### Source text
Inverse Function

[dssHOPE]

I'm stumped, and it's probably something silly I'm missing. Can anyone tell me how to solve this?

 

[nycmathguy]

I'm stumped, and it's probably something silly I'm missing. Can anyone tell me how to solve this?
View attachment 17

f(x) = (x + 1)/(6x + 7)

Let y = f(x)

y = (x + 1)/(6x + 7)

x = (y+ 1)/(6y + 7)

Solve for y.

x(6y + 7) = y + 1

6xy + 7x = y + 1

6xy - y = -7x + 1

Factor out y.

y(6x - 1) = -7x+ 1

y = (-7x + 1)/(6x - 1)

f^(-1) x = (-7x + 1)/(6x - 1)

To find domain, set denominator to 0 and solve for x.
To find range, graph f^(-1) x using Desmos.

 

[MathLover1]

perfect!

domain: {x element R : x ≠1/6}
range:
{y element R : y≠-7/6}

 

[nycmathguy]

perfect!

domain: {x element R : x ≠1/6}
range:
{y element R : y≠-7/6}

Have you noticed that there are not too many participants here? Most of the threads date back 2 to 3 years and longer.

 

[MathLover1]

Have you noticed that there are not too many participants here? Most of the threads date back 2 to 3 years and longer.

yes, and there are not too many post either

 

[nycmathguy]

yes, and there are not too many post either

What do you really think? I can find another group for us. I want more participants. Understand? I love your dedication to mathematics, particularly my threads but in all honesty, it's not right, not fair for you to be the only reply, so to speak. In fact, there are different ways to solve math problems. Your method might be better than someone else's and vice-versa. I don't anyone is running thos site. I contacted administration yesterday. No reply thus far. This site is like a ghost town.

 

[Ian]

What do you really think? I can find another group for us. I want more participants. Understand? I love your dedication to mathematics, particularly my threads but in all honesty, it's not right, not fair for you to be the only reply, so to speak. In fact, there are different ways to solve math problems. Your method might be better than someone else's and vice-versa. I don't anyone is running thos site. I contacted administration yesterday. No reply thus far. This site is like a ghost town.

Sorry for the slow reply, that e-mail ended up in my spam folder for some reason - so I've only seen it when I saw your post.

Let's see if we can get this place active again, it has started to busy up with all of these recent posts .

 

[nycmathguy]

Sorry for the slow reply, that e-mail ended up in my spam folder for some reason - so I've only seen it when I saw your post.

Let's see if we can get this place active again, it has started to busy up with all of these recent posts .

My friend and I are the reason for the many threads. Where are the rest of the tutors? We need more people here. It's a good site. I joined to get help with my self-study of precalculus. I can answer math questions for grades 4 to 10.

 

[MathLover1]

My friend and I are the reason for the many threads. Where are the rest of the tutors? We need more people here. It's a good site. I joined to get help with my self-study of precalculus. I can answer math questions for grades 4 to 10.

### Problem set
[a] According to the inverse function thread, what tool should be used to graph f^(-1) x to find the range?
[b] From the inverse function thread, extract the passage starting with "Factor out y." and going on through "x using Desmos.".
[c] Continue the inverse function thread, picking up after its last sentence.
The lines that come next are separate material with no connection to the inverse function thread.

### Source excerpt
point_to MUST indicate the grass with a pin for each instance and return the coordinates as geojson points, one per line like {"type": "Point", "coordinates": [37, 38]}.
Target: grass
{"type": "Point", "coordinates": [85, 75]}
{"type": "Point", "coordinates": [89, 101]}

### The results
[a] Desmos.

[b]
Factor out y.

y(6x - 1) = -7x+ 1

y = (-7x + 1)/(6x - 1)

f^(-1) x = (-7x + 1)/(6x - 1)

To find domain, set denominator to 0 and solve for x.
To find range, graph f^(-1) x using Desmos.

[c]
It might be good idea for administrator to give opportunity to people to register as tutors, just like algebra.com did. If there are registered tutors here, students might come to seek help.

 

[MathLover1]

I'm stumped, and it's probably something silly I'm missing. Can anyone tell me how to solve this?
View attachment 17

given: f (x)=(x+1)/(6x+7)

find f'(x)

recall f(x)=y

y=(x+1)/(6x+7).....swap variables

x=(y+1)/(6y+7).....solve for y

x(6y+7)=(y+1)

6xy+7x=y+1

6xy-y=1-7x

(6x-1)y=1-7x

y=(1-7x)/(6x-1)

=> f '(x)=(1-7x)/(6x-1)

domain:
since denominator cannot be equal to zero, eliminate x value that makes it zero from the domain
6x-1=0 if x=1/6
so domain is: {x element R : x!=1/6} (where != means not equal)

range:
to find the range use quotient of highest degree variables which is
-7x/6x=>-7/6
so, range is: { f '(x)element R : f '(x)!=-7/6} (where != means not equal)

 

[MathLover1]

given: f (x)=(x+1)/(6x+7)

find f'(x)

recall f(x)=y

y=(x+1)/(6x+7).....swap variables

x=(y+1)/(6y+7).....solve for y

x(6y+7)=(y+1)

6xy+7x=y+1

6xy-y=1-7x

(6x-1)y=1-7x

y=(1-7x)/(6x-1)

=> f '(x)=(1-7x)/(6x-1)

domain:
since denominator cannot be equal to zero, eliminate x value that makes it zero from the domain
6x-1=0 if x=1/6
so domain is: {x element R : x!=1/6} (where != means not equal)

range:
to find the range use quotient of highest degree variables which is
-7x/6x=>-7/6
so, range is: { f '(x)element R : f '(x)!=-7/6} (where != means not equal)

 

[nycmathguy]

given: f (x)=(x+1)/(6x+7)

find f'(x)

recall f(x)=y

y=(x+1)/(6x+7).....swap variables

x=(y+1)/(6y+7).....solve for y

x(6y+7)=(y+1)

6xy+7x=y+1

6xy-y=1-7x

(6x-1)y=1-7x

y=(1-7x)/(6x-1)

=> f '(x)=(1-7x)/(6x-1)

domain:
since denominator cannot be equal to zero, eliminate x value that makes it zero from the domain
6x-1=0 if x=1/6
so domain is: {x element R : x!=1/6} (where != means not equal)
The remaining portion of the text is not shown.